• _DATASET EXCERPTS_
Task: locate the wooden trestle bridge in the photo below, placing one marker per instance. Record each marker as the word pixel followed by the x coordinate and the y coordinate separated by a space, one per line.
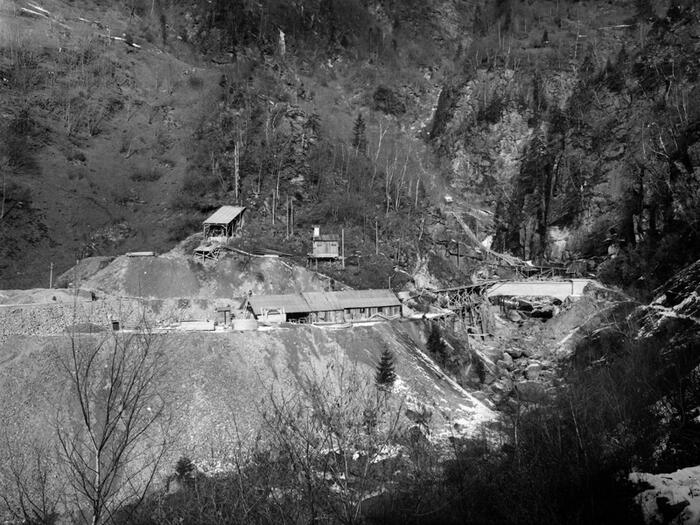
pixel 470 304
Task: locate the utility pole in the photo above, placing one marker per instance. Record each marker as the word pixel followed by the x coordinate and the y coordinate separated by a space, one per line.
pixel 376 237
pixel 236 175
pixel 274 203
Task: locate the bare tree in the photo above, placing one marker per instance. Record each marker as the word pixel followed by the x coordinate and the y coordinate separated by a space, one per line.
pixel 29 484
pixel 334 436
pixel 115 435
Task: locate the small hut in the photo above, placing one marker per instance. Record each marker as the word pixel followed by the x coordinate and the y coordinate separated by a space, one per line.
pixel 326 246
pixel 225 222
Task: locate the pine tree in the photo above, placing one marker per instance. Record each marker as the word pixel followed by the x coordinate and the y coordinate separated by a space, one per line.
pixel 385 375
pixel 359 140
pixel 436 346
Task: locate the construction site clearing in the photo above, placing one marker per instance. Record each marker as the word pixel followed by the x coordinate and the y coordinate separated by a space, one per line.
pixel 242 291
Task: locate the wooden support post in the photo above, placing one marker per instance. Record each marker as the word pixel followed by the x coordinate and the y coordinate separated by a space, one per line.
pixel 376 237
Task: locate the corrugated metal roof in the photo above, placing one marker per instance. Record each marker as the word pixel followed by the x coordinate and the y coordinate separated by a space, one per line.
pixel 327 237
pixel 366 298
pixel 225 215
pixel 292 303
pixel 322 301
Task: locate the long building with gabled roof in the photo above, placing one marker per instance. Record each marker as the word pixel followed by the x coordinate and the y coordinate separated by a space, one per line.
pixel 334 307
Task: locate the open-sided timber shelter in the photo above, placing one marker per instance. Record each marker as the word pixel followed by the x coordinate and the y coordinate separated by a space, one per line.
pixel 226 222
pixel 324 246
pixel 331 307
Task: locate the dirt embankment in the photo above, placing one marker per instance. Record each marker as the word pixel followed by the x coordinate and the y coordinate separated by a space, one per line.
pixel 217 384
pixel 179 275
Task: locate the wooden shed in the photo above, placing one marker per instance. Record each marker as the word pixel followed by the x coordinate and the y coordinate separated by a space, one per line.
pixel 226 222
pixel 328 307
pixel 324 246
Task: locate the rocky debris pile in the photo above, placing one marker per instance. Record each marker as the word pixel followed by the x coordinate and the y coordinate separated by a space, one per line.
pixel 670 498
pixel 519 376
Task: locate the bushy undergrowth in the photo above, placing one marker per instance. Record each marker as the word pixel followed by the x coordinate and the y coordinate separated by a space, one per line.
pixel 561 461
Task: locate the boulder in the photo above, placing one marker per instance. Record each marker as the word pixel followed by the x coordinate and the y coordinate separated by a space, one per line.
pixel 514 316
pixel 533 370
pixel 503 387
pixel 515 353
pixel 508 361
pixel 530 391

• _WRITTEN TASK_
Copy out the lines from the one containing "Task: locate the boulder" through the end of the lines above, including both ends.

• _OUTPUT OF THE TASK_
Task: locate the boulder in the photo above, placing one marker per instance. Record each marker as the word pixel followed by the x coordinate and the y coordinate separated by a space, one per line.
pixel 514 316
pixel 533 370
pixel 503 387
pixel 515 353
pixel 508 361
pixel 530 391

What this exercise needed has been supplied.